[DOCUMENT SEGMENT]
┄┄┄┄┄┄┄┄┄┄

How about implementing an autosave feature, but not allowing the player to rely on that (in ironman mode).

 

Instead of loading, the player makes a mage from the party cast a 'reverse time' spell and voila, autosave loaded. Cheap trick, but with a little tinkering (and some cool-looking casting animations) you could go to lots of places with this starting idea.

 

For example, there could be a 'simple reverse time' spell, which sends you back in time circa 5 mins. It is enough to send the party back in time just before a battle has started.

Wouldn't it be totally frustrating if some enemies were to use this spell? Heheheh. :D Once you are familiar with this trick, you will be thinking that you absolutely cannot allow an enemy mage to cast it.

 

And there could be a 'reverse day' spell, which sends you back in time, say, a day. It could load an autosave from the last time the party rested / something occured.

Enemies using this spell.... well.... could be more prepared the next time you meet them. Too much of this type of fun would break the game experience though.

┄┄┄┄┄┄┄┄┄┄

[DATA SHOWN]
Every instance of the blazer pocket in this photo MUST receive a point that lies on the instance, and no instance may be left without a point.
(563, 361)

┄┄┄┄┄┄┄┄┄┄

[WORK INSTRUCTIONS]
1. Reproduce the passage of the reverse-time spell post above, everything from "Instead of loading, the" down to "rested / something occured.".
2. In the reverse-time spell post, how far back in time would the 'simple reverse time' spell send the party?

[LIST OF SOLUTIONS]
1.
Instead of loading, the player makes a mage from the party cast a 'reverse time' spell and voila, autosave loaded. Cheap trick, but with a little tinkering (and some cool-looking casting animations) you could go to lots of places with this starting idea.

 

For example, there could be a 'simple reverse time' spell, which sends you back in time circa 5 mins. It is enough to send the party back in time just before a battle has started.

Wouldn't it be totally frustrating if some enemies were to use this spell? Heheheh. :D Once you are familiar with this trick, you will be thinking that you absolutely cannot allow an enemy mage to cast it.

 

And there could be a 'reverse day' spell, which sends you back in time, say, a day. It could load an autosave from the last time the party rested / something occured.

2. About 5 minutes.